### Task directions
Reply only with how many lines in these entries hold the string "uniform".

### Provided records
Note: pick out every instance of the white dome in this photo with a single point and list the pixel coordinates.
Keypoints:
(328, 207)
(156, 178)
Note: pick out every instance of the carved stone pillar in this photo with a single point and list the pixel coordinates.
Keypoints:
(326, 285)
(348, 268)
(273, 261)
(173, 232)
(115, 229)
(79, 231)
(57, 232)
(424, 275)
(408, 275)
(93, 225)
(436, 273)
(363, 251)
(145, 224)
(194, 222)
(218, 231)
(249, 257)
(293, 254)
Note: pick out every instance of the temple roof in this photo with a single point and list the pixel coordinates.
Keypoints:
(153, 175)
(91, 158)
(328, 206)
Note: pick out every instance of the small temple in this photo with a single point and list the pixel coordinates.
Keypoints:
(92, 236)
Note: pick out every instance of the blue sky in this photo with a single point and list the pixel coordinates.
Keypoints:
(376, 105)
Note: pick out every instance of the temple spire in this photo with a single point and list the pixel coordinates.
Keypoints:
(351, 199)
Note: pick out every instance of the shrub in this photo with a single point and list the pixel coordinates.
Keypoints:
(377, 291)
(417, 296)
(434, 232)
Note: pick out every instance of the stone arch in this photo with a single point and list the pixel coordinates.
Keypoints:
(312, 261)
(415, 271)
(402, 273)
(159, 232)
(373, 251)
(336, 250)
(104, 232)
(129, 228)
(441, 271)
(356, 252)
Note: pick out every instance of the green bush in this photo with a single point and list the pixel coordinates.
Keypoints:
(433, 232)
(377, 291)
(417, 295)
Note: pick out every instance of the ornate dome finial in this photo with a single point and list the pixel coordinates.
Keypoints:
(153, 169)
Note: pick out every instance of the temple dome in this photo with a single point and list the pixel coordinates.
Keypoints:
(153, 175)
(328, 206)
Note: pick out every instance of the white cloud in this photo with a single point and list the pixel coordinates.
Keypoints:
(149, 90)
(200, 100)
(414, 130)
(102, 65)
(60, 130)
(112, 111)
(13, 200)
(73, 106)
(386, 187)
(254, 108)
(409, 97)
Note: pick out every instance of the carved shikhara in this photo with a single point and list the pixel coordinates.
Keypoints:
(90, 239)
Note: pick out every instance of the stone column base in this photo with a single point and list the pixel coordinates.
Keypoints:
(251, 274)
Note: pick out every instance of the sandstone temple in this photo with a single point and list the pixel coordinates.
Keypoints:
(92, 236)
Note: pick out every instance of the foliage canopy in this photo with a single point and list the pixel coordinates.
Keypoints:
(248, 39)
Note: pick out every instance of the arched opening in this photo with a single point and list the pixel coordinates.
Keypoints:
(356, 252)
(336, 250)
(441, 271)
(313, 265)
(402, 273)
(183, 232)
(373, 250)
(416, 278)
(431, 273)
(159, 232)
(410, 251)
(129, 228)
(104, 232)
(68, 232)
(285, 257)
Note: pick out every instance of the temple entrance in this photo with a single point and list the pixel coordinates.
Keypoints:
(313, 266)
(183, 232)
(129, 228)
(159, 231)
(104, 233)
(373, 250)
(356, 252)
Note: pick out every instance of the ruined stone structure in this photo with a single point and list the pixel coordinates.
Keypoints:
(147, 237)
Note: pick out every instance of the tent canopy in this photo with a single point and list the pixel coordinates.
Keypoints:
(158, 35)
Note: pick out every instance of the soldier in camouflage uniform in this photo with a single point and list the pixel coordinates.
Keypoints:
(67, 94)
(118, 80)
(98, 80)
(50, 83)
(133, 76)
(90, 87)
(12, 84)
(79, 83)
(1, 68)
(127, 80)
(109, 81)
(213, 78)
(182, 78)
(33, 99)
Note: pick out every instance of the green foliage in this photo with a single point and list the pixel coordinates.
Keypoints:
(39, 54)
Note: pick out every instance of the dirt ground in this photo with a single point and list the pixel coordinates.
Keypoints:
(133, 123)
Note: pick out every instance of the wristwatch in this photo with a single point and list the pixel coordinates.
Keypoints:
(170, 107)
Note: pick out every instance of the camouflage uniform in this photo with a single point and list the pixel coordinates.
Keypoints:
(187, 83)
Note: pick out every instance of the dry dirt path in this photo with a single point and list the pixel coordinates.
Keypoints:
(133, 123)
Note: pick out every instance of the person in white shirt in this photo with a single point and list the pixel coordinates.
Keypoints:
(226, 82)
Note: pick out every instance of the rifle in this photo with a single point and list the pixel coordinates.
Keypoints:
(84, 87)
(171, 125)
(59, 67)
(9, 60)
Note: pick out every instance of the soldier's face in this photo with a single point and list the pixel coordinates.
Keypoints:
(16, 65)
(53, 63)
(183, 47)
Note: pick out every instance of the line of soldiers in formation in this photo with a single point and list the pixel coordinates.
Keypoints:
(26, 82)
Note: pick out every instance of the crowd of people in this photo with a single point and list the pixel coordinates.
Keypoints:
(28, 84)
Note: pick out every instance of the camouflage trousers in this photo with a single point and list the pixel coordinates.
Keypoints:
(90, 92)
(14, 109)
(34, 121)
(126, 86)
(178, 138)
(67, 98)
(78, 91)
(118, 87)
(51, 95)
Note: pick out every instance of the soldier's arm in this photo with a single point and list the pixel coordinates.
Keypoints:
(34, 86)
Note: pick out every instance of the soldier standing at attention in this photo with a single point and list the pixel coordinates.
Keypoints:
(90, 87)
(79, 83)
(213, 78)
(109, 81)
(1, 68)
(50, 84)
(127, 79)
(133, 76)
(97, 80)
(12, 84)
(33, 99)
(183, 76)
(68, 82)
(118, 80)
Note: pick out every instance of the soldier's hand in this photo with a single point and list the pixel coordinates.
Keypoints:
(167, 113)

### Result below
2